■ **Exercise**
Reproduce the following data word for word, leaving out the pictures.

[Image boundary annotation data]
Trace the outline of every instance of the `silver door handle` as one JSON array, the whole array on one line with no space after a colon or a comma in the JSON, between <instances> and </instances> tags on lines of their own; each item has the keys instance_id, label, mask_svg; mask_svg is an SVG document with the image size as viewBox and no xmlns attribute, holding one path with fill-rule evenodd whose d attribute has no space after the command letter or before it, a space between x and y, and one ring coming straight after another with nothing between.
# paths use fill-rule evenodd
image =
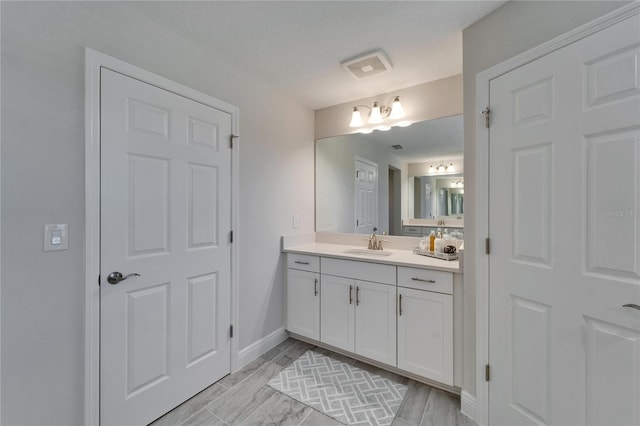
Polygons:
<instances>
[{"instance_id":1,"label":"silver door handle","mask_svg":"<svg viewBox=\"0 0 640 426\"><path fill-rule=\"evenodd\" d=\"M107 277L107 281L109 281L109 284L118 284L120 281L124 281L129 277L139 277L140 274L137 273L133 273L133 274L129 274L129 275L125 275L122 276L122 272L112 272L109 274L109 276Z\"/></svg>"},{"instance_id":2,"label":"silver door handle","mask_svg":"<svg viewBox=\"0 0 640 426\"><path fill-rule=\"evenodd\" d=\"M423 280L422 278L416 278L416 277L411 278L411 281L421 281L423 283L433 283L433 284L436 283L435 280Z\"/></svg>"}]
</instances>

■ **Expected answer**
Trace the outline of every instance of the `silver door handle` as one JSON array, the whole array on one line with no space after a colon or a comma in the JSON, between <instances> and </instances> tags on lines of their own; each item has the keys instance_id, label, mask_svg; mask_svg is an SVG document with the image size as viewBox and no xmlns attribute, holding one path with fill-rule evenodd whose d attribute has no space after the command letter or before it, a space between x and y, and one ring coming straight after another with nothing between.
# paths use fill-rule evenodd
image =
Polygons:
<instances>
[{"instance_id":1,"label":"silver door handle","mask_svg":"<svg viewBox=\"0 0 640 426\"><path fill-rule=\"evenodd\" d=\"M107 277L107 281L109 281L109 284L118 284L120 281L124 281L129 277L139 277L140 274L137 273L133 273L133 274L129 274L129 275L125 275L122 276L122 272L112 272L109 274L109 276Z\"/></svg>"},{"instance_id":2,"label":"silver door handle","mask_svg":"<svg viewBox=\"0 0 640 426\"><path fill-rule=\"evenodd\" d=\"M423 280L422 278L416 278L416 277L411 278L411 281L421 281L423 283L433 283L433 284L436 283L435 280Z\"/></svg>"}]
</instances>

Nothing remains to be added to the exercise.